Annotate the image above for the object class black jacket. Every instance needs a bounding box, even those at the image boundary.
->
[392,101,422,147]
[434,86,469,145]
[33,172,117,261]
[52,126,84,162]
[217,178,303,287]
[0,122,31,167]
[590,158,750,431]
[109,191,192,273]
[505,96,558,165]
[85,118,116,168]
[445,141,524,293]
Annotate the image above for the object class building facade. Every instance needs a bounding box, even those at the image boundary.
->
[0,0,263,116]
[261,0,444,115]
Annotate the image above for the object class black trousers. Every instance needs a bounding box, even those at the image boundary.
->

____

__The problem__
Quote the lines word for word, beginning at the one that contains "Annotate the image above for the object class building" and ending with the last line.

__Result for this exercise__
Annotate the image above for the object class building facade. Every instance needs a bounding box, even those at the image boundary.
->
[0,0,263,116]
[261,0,444,115]
Annotate the image above for the object class black trousers. Every instance needs a bounding box, even those at the image boundary.
->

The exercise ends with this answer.